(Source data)
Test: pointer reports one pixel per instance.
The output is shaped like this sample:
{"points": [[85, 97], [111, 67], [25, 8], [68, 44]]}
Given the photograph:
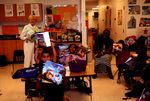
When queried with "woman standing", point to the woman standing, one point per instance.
{"points": [[29, 30]]}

Task description >> Pictures must be left out of the answer, which should be exactly the lines from the one holding "The output is" through the last line of the entries above, both included; please add nothing.

Answer for this exercise >>
The output is shaped like this sample:
{"points": [[85, 97], [111, 67], [25, 8], [68, 44]]}
Given the photograph:
When queried with "woman standing", point to the woman standing, one point per instance.
{"points": [[29, 30]]}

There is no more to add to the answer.